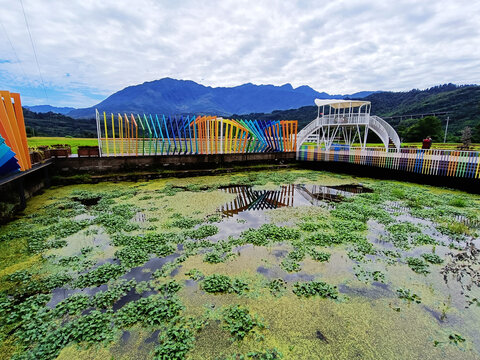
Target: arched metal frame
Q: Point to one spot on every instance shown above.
(346, 122)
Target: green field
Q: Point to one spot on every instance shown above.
(34, 142)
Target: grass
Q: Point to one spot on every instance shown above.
(34, 142)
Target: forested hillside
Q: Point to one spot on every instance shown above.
(53, 124)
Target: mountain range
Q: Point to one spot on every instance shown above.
(460, 104)
(49, 108)
(176, 97)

* * * *

The exercise – Copy out the listing word for word, from the line containing "Target: forested hillside" down through its final line.

Completed task –
Target: forested hillside
Q: Point to one spot on every instance shown above.
(53, 124)
Target: mountain range
Q: Point to one spot on every instance shown above.
(460, 104)
(49, 108)
(176, 97)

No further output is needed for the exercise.